» Exercise
The entries below are to be repeated exactly as they stand.

» Task material
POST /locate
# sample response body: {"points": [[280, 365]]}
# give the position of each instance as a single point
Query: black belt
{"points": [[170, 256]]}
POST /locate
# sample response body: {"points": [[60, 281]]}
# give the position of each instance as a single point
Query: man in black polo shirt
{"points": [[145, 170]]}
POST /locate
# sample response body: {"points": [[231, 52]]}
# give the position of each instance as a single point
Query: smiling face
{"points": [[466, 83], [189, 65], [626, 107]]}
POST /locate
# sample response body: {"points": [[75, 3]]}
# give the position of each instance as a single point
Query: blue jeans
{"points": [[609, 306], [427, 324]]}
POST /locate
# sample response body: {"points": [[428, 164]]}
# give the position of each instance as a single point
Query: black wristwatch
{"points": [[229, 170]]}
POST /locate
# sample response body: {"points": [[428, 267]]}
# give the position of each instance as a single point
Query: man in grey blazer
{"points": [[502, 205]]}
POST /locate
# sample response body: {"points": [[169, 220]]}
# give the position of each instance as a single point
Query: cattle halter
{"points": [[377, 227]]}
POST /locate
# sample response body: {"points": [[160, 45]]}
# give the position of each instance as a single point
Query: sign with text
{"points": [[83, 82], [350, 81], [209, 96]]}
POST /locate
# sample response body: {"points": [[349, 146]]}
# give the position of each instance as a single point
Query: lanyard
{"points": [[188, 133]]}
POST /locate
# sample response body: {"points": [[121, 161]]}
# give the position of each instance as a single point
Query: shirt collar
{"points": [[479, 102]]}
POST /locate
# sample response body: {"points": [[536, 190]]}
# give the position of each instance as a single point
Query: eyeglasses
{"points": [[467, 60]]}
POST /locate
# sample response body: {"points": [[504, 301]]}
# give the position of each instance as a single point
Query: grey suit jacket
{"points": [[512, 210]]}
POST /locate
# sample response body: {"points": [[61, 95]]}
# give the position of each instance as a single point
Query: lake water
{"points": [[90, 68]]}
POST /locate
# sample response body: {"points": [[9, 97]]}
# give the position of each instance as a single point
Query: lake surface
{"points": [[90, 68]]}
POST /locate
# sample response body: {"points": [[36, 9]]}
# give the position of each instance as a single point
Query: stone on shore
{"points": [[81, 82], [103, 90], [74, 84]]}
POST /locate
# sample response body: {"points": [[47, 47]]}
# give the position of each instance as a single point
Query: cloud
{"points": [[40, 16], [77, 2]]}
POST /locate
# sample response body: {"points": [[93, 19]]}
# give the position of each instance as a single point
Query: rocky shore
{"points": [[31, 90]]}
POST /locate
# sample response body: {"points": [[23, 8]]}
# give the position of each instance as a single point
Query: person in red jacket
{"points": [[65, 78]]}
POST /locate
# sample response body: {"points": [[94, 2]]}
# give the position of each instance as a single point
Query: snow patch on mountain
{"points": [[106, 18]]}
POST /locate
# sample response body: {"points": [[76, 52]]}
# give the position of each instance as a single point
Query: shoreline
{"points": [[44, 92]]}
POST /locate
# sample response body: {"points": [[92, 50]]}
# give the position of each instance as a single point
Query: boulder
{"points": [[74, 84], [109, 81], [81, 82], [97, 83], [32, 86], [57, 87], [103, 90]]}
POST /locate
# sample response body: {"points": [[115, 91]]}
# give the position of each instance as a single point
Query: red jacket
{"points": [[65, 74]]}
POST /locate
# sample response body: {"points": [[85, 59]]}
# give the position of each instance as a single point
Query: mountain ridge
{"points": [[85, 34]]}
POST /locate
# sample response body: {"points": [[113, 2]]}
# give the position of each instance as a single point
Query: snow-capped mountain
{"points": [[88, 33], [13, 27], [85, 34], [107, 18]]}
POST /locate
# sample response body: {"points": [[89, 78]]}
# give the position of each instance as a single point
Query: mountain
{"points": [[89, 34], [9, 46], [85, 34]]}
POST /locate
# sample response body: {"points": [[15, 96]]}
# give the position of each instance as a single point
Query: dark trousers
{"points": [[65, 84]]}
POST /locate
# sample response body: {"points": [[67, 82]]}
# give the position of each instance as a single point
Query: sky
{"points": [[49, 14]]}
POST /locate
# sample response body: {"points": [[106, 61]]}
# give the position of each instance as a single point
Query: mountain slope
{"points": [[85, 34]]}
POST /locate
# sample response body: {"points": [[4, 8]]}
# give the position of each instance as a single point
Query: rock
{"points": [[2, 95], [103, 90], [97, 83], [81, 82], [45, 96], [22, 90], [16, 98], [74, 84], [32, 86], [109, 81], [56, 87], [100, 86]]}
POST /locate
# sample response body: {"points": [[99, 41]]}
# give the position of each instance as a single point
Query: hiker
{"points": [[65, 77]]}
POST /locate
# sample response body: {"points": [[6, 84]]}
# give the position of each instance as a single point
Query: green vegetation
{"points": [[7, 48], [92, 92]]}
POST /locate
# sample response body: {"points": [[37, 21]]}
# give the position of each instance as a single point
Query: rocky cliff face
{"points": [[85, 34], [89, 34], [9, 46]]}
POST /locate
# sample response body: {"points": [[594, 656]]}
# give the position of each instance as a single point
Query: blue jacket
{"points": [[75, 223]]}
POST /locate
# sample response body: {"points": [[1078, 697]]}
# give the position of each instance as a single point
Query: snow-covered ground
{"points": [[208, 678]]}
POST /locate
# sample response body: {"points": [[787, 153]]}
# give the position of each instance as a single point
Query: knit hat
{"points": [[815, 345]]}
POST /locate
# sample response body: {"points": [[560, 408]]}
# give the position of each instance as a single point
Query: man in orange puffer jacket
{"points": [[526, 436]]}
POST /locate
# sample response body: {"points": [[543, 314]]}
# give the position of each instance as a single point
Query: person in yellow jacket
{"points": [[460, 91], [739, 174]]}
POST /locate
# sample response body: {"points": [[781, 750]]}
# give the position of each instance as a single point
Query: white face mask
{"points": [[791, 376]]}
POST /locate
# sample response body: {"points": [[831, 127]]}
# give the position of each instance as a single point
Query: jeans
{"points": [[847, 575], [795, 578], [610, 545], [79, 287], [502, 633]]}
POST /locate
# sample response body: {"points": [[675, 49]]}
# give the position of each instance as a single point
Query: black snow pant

» Completed task
POST /locate
# sample response body: {"points": [[280, 365]]}
# give the position of each instance as a single point
Query: black belt
{"points": [[170, 256]]}
POST /locate
# sample response body: {"points": [[60, 281]]}
# give the position of each instance as a single point
Query: man in black polo shirt
{"points": [[145, 170]]}
POST /locate
# sample response body: {"points": [[231, 52]]}
# give the position of each instance as a single point
Query: smiling face
{"points": [[466, 83], [189, 65], [626, 107]]}
POST /locate
# sample response body: {"points": [[75, 3]]}
# give the position of each instance as a single point
Query: blue jeans
{"points": [[609, 306], [427, 324]]}
POST /locate
# sample response body: {"points": [[428, 164]]}
# give the position of each instance as a single point
Query: black wristwatch
{"points": [[229, 170]]}
POST /locate
# sample response body: {"points": [[428, 267]]}
# give the position of each instance as a single point
Query: man in grey blazer
{"points": [[502, 205]]}
POST /locate
# sample response body: {"points": [[169, 220]]}
# give the position of each instance as a single point
Query: cattle halter
{"points": [[377, 227]]}
POST /locate
# sample response body: {"points": [[160, 45]]}
# give the position of each instance as a single point
Query: sign with text
{"points": [[83, 82], [350, 81], [209, 96]]}
POST /locate
# sample response body: {"points": [[349, 146]]}
# give the position of each instance as a single point
Query: lanyard
{"points": [[188, 133]]}
POST /locate
# sample response body: {"points": [[121, 161]]}
# give the position of each instance as a single point
Query: shirt collar
{"points": [[479, 102]]}
POST /locate
# sample response body: {"points": [[536, 190]]}
# give the position of each instance as a single point
Query: eyeglasses
{"points": [[467, 60]]}
POST /locate
# sample response body: {"points": [[504, 301]]}
# give the position of each instance as a single point
Query: grey suit jacket
{"points": [[512, 210]]}
POST /locate
# sample response body: {"points": [[61, 95]]}
# give the position of each instance as a single point
Query: lake water
{"points": [[90, 68]]}
POST /locate
# sample response body: {"points": [[9, 97]]}
# give the position of each instance as a single point
Query: lake surface
{"points": [[90, 68]]}
POST /locate
# sample response body: {"points": [[36, 9]]}
# give the position of each instance as a single point
Query: stone on shore
{"points": [[81, 82], [103, 90], [74, 84]]}
POST /locate
# sample response body: {"points": [[47, 47]]}
# give the position of each instance as a single point
Query: cloud
{"points": [[40, 16], [77, 2]]}
POST /locate
# sample response body: {"points": [[93, 19]]}
# give the position of each instance as a single point
Query: rocky shore
{"points": [[31, 90]]}
POST /locate
# sample response body: {"points": [[23, 8]]}
# give the position of each instance as a single point
Query: person in red jacket
{"points": [[65, 78]]}
POST /locate
# sample response body: {"points": [[94, 2]]}
# give the position of each instance as a single point
Query: snow patch on mountain
{"points": [[106, 18]]}
POST /locate
# sample response body: {"points": [[76, 52]]}
# give the position of each instance as a single point
Query: shoreline
{"points": [[44, 92]]}
POST /locate
# sample response body: {"points": [[92, 50]]}
# give the position of each instance as a single point
Query: boulder
{"points": [[74, 84], [109, 81], [81, 82], [97, 83], [32, 86], [57, 87], [103, 90]]}
POST /locate
# sample response body: {"points": [[115, 91]]}
# give the position of each instance as a single point
Query: red jacket
{"points": [[65, 74]]}
POST /locate
# sample response body: {"points": [[85, 59]]}
# give the position of each instance as a single point
Query: mountain ridge
{"points": [[85, 34]]}
POST /locate
# sample response body: {"points": [[113, 2]]}
# give the position of each instance as a single point
Query: snow-capped mountain
{"points": [[88, 33], [13, 27], [85, 34], [107, 18]]}
POST /locate
# sample response body: {"points": [[89, 78]]}
# give the position of each instance as a single point
Query: mountain
{"points": [[89, 34], [9, 46], [85, 34]]}
POST /locate
# sample response body: {"points": [[15, 96]]}
# give the position of each instance as a single point
Query: dark trousers
{"points": [[65, 84]]}
POST /locate
# sample response body: {"points": [[67, 82]]}
# give the position of each instance as a single point
Query: sky
{"points": [[49, 14]]}
POST /locate
# sample response body: {"points": [[106, 61]]}
# give the position of each instance as a single point
Query: mountain slope
{"points": [[85, 34]]}
POST /locate
# sample response body: {"points": [[4, 8]]}
# give the position of each instance as a single point
Query: rock
{"points": [[2, 95], [103, 90], [97, 83], [81, 82], [45, 96], [22, 90], [16, 98], [74, 84], [32, 86], [109, 81], [56, 87], [100, 86]]}
POST /locate
# sample response body: {"points": [[99, 41]]}
# give the position of each instance as a single point
Query: hiker
{"points": [[65, 77]]}
POST /locate
# sample response body: {"points": [[6, 84]]}
# give the position of each instance as a single point
Query: green vegetation
{"points": [[7, 48], [92, 92]]}
POST /locate
# sample response body: {"points": [[37, 21]]}
# give the position of each instance as a single point
Query: rocky cliff face
{"points": [[85, 34], [89, 34], [9, 46]]}
POST /locate
# sample response body: {"points": [[594, 656]]}
# give the position of each instance as a single point
Query: blue jacket
{"points": [[75, 223]]}
POST /locate
# sample response body: {"points": [[1078, 697]]}
# give the position of each instance as a single point
Query: snow-covered ground
{"points": [[208, 678]]}
POST /locate
# sample response body: {"points": [[787, 153]]}
# give the position of each instance as a single point
Query: knit hat
{"points": [[815, 345]]}
POST /locate
# sample response body: {"points": [[560, 408]]}
# give the position of each instance as a single point
Query: man in orange puffer jacket
{"points": [[526, 436]]}
POST /locate
# sample response body: {"points": [[543, 314]]}
# give the position of each instance as a single point
Query: person in yellow jacket
{"points": [[460, 91], [739, 174]]}
POST /locate
# sample response body: {"points": [[781, 750]]}
# give the position of each instance as a single point
Query: white face mask
{"points": [[791, 376]]}
POST /locate
# sample response body: {"points": [[831, 127]]}
# give the position of each instance as a single point
Query: jeans
{"points": [[847, 575], [795, 578], [610, 545], [79, 287], [502, 633]]}
POST /locate
# sample response body: {"points": [[675, 49]]}
# give the position of each instance as a single point
Query: black snow pant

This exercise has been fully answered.